▶ Exercise details
Word for word, set down the entries that follow.

▶ Information supplied
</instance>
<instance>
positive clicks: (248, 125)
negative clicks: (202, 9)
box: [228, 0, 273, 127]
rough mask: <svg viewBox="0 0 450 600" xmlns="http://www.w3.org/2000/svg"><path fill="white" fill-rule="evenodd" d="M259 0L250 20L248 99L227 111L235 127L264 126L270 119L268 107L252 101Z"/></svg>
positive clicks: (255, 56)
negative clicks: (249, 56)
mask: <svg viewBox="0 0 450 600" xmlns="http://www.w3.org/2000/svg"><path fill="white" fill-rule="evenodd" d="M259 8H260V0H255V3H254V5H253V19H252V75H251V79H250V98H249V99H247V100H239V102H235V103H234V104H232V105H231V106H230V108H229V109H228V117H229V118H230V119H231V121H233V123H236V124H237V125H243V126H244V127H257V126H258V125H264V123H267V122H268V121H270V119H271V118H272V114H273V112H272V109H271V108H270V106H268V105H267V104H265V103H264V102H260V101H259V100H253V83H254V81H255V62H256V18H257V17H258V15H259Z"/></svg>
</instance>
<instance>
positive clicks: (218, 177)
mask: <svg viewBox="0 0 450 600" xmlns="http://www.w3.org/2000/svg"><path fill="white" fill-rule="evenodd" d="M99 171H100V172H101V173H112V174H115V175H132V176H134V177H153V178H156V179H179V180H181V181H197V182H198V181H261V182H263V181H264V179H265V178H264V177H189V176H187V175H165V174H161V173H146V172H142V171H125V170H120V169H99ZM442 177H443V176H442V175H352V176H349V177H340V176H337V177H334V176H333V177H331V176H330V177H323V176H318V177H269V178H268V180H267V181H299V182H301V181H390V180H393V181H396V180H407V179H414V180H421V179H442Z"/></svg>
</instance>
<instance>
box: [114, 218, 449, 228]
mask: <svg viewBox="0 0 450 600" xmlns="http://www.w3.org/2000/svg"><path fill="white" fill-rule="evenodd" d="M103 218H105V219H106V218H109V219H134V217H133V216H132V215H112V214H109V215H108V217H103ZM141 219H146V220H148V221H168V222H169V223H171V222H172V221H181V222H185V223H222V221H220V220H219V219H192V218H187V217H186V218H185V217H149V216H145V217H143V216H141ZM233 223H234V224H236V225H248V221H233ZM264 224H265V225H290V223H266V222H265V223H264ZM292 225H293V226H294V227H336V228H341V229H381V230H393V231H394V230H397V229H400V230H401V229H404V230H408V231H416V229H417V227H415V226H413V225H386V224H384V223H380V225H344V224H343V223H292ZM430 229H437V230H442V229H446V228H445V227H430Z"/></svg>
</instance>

▶ Answer to the problem
</instance>
<instance>
positive clicks: (248, 125)
negative clicks: (202, 9)
box: [228, 0, 273, 127]
rough mask: <svg viewBox="0 0 450 600" xmlns="http://www.w3.org/2000/svg"><path fill="white" fill-rule="evenodd" d="M259 0L250 20L248 99L227 111L235 127L264 126L270 119L268 107L252 101Z"/></svg>
positive clicks: (255, 56)
negative clicks: (249, 56)
mask: <svg viewBox="0 0 450 600" xmlns="http://www.w3.org/2000/svg"><path fill="white" fill-rule="evenodd" d="M259 8H260V0H255V3H254V5H253V19H252V75H251V79H250V98H249V99H247V100H239V102H235V103H234V104H232V105H231V106H230V108H229V109H228V117H229V118H230V119H231V121H233V123H236V124H237V125H243V126H244V127H257V126H258V125H264V123H267V122H268V121H270V119H271V118H272V114H273V112H272V109H271V108H270V106H268V105H267V104H265V103H264V102H260V101H259V100H253V83H254V81H255V62H256V18H257V17H258V15H259Z"/></svg>
</instance>
<instance>
positive clicks: (218, 177)
mask: <svg viewBox="0 0 450 600" xmlns="http://www.w3.org/2000/svg"><path fill="white" fill-rule="evenodd" d="M99 171H100V172H101V173H112V174H115V175H132V176H134V177H153V178H156V179H179V180H181V181H197V182H198V181H261V182H263V181H264V179H265V178H264V177H189V176H187V175H165V174H161V173H146V172H142V171H125V170H120V169H99ZM442 177H443V176H442V175H352V176H349V177H340V176H337V177H334V176H333V177H331V176H330V177H323V176H318V177H269V178H268V180H267V181H299V182H301V181H390V180H393V181H396V180H407V179H414V180H421V179H442Z"/></svg>
</instance>
<instance>
box: [114, 218, 449, 228]
mask: <svg viewBox="0 0 450 600" xmlns="http://www.w3.org/2000/svg"><path fill="white" fill-rule="evenodd" d="M103 218H105V219H106V218H109V219H134V217H133V216H132V215H112V214H109V215H108V217H103ZM141 219H146V220H148V221H168V222H169V223H171V222H172V221H181V222H185V223H222V221H220V220H219V219H192V218H187V217H186V218H185V217H149V216H145V217H143V216H141ZM233 223H234V224H236V225H248V221H233ZM264 224H265V225H290V223H266V222H265V223H264ZM292 225H293V226H294V227H336V228H341V229H381V230H393V231H394V230H397V229H400V230H401V229H404V230H408V231H416V229H417V227H415V226H413V225H386V224H384V223H380V225H344V224H343V223H292ZM430 229H437V230H442V229H446V228H445V227H430Z"/></svg>
</instance>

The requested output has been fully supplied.